▸ **Try it**
Pick up the article about the rebuilding Phillies after its final sentence and keep it going.

▸ **Document segment**

- - - -

In the next 6 weeks, however, and the regular season that follows, it'll be up to the Rufs and Reveres to show whether they belong for the long haul.

"It takes a very special player to be able to come onto the scene and be able to handle being a quality starting pitcher in the major leagues, and it's the same way with being an everyday player," Amaro said. "We've been grown accustomed, because we had success for a lot of years, that every player on our club would be a quality or All-Star player. We had a lot of those at almost every position for a while and that was the expectation.

"It's different. The expectation is a little different. Now we're going to try to find out if those guys can get there. You have to remember, guys like Jimmy Rollins and Chase Utley, all of those guys, they weren't All-Stars right away. they developed into good players. It takes some time. Hopefully we can speed up the process and learn a little bit more about that."

While Amaro and his staff continue to evaluate the growing portion of their 40-man roster of younger players, there are still those aforementioned 30-somethings who have a different perspective and career expectations.

Hamels wants to pitch for a winning team and understands the volatile nature that comes with being a starting pitcher who already has celebrated his 31st birthday. Howard was benched last summer, heard from his own general manager that his team would be better off without him this winter, and faces an uncertain spring with other first basemen vying for playing time.

Papelbon, of course, didn't come here for this - "this" being a member of a rebuilding team.

The Phillies brass will continue in their attempts to find sensible trades for those veterans, but there isn't any deadline they're up against, either. Although injuries could force other teams into becoming more aggressive in pursuing trades, there's a decent chance Hamels, Howard, Papelbon and the rest will break camp when the Phillies head north on April 2.

"It's not exactly a fantasy league where you can buy players and switch players whenever you wish," Gillick said. "Every player is a challenge, whether the [annual average value] of their contract, the length of contract - there's a lot of factors that go into it . . . Let me put it this way: It's not like we're sitting back and waiting for something to happen. Ruben has been very aggressive, he's had a lot of dialogue. He's definitely trying to be practical in what he's looking for, but we want to do something that makes sense for the Phillies from a trade standpoint. We're a work in progress, but we're trying to do things in the best interest of the Phillies and the best interest of our fans."

- - - -

▸ **Entries provided**
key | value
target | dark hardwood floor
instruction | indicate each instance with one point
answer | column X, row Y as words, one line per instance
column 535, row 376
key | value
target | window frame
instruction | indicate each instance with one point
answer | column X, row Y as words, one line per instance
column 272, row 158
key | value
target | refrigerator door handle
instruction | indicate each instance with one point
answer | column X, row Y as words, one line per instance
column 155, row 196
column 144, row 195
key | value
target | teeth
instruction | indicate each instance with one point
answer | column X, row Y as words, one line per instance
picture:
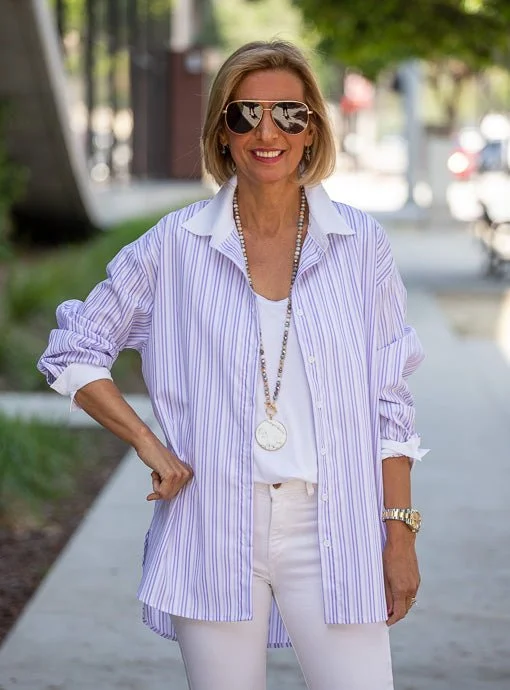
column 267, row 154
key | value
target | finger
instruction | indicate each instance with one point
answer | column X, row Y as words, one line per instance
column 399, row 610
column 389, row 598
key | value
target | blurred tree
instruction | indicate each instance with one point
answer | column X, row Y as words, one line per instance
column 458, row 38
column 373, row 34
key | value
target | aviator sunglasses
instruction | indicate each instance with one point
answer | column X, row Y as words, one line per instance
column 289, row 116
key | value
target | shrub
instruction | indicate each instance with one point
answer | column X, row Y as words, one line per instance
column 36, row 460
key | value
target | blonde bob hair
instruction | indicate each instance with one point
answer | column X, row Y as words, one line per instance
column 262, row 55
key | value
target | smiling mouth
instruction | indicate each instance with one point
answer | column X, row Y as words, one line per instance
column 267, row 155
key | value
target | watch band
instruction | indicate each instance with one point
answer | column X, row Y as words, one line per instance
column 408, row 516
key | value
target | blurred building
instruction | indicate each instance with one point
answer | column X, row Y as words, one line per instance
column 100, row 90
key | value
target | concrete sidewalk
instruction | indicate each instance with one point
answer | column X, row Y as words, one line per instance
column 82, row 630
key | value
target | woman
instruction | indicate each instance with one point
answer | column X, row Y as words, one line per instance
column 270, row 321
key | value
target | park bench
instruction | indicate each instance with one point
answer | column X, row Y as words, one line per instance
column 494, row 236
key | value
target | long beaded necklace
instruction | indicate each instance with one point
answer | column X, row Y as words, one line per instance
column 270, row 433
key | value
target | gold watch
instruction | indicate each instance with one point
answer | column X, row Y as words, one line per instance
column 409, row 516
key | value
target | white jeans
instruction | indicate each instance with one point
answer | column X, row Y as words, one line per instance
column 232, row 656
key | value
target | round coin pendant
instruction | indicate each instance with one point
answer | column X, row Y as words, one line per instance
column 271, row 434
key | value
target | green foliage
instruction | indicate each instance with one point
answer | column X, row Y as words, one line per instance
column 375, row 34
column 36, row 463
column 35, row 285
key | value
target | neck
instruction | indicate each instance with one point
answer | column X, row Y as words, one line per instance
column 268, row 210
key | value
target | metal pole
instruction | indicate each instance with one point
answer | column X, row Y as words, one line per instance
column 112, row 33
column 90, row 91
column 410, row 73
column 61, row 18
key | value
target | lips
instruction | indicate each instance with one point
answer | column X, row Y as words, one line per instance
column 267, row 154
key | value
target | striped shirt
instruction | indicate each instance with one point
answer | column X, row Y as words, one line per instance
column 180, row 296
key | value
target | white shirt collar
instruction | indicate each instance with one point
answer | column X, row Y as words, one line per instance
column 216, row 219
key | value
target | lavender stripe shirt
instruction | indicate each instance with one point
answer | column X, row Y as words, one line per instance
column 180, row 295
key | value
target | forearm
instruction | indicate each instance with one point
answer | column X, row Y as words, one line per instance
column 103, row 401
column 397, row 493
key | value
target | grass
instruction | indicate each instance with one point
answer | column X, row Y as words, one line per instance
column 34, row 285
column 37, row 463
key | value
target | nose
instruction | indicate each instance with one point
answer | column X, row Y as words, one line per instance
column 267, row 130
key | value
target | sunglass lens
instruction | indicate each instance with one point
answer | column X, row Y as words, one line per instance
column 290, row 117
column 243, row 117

- - - -

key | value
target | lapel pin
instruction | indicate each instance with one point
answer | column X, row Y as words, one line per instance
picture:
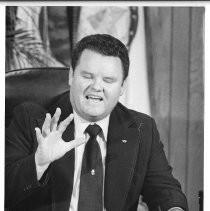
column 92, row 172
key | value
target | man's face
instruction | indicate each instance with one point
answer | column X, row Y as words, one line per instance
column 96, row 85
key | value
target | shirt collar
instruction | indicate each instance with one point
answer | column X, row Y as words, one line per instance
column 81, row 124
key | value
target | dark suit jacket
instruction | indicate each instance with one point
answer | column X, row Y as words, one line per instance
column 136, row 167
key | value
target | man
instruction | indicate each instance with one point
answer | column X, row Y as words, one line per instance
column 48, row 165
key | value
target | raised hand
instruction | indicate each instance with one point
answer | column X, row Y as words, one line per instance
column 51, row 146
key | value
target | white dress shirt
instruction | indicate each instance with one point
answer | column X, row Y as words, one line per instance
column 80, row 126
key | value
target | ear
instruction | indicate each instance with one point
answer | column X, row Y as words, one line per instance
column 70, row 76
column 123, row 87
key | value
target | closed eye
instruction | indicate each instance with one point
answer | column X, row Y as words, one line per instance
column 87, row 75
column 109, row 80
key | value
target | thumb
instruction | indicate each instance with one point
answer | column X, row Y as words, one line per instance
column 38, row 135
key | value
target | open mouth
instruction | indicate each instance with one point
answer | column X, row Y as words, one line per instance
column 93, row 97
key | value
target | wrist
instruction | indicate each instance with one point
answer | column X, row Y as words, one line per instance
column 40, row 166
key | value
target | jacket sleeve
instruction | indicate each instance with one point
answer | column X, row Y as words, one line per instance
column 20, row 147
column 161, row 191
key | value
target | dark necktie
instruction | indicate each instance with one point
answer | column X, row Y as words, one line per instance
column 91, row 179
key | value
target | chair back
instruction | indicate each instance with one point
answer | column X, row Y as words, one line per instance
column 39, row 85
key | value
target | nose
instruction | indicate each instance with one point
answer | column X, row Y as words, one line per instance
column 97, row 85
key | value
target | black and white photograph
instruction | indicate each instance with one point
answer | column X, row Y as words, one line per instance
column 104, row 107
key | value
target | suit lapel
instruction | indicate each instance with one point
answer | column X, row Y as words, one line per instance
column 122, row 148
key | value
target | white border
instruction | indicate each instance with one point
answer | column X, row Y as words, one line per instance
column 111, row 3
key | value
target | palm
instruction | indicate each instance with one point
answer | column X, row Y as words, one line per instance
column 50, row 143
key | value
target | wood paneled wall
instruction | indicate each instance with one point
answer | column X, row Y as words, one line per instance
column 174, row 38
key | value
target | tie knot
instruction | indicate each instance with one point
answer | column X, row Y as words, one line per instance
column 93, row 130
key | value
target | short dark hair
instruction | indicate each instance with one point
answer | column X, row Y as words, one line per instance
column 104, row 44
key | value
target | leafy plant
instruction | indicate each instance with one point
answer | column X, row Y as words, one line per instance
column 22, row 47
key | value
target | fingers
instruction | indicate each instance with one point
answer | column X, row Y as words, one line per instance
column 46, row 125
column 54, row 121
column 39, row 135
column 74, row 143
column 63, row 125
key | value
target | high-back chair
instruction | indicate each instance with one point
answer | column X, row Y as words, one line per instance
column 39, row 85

- - - -

▸ **Result of this task**
But the hot stove league gives way to the Grapefruit League in less than 2 weeks. Even if the front office can't go completely out-with-the-old, in-with-the-new, the focus in Camp Clearwater will be on those young players and the progression they're able to make in their big-league careers.

"One of the things I'm looking forward to is younger faces," Sandberg said. "Players that want to prove themselves and do that with energy, who play hard and hustle, and mix that in with the rest of our group."

Stiles promoted

Three weeks after the first front-office shuffle - with Pat Gillick moving into the president's chair and David Montgomery becoming chairman - the Phillies made another change yesterday.

Michael Stiles was promoted to vice president and chief operating officer, the team announced. Stiles, who first joined the front office in 2001, had served as senior vice president for administration and operations since 2007.

Stiles essentially takes control over all business operations while Gillick tends to baseball operations - similar to the setup the team went to when Montgomery took a medical leave last August.

"Mike is highly respected by the Philadelphia business community, Phillies staff and those in baseball who have come to know him since joining the Phillies 14 years ago," Gillick said in a press release. "Mike has proven himself to be a strong leader on a wide variety of critical business issues. He is a trusted adviser to many, but particularly to me, David Montgomery and our ownership group."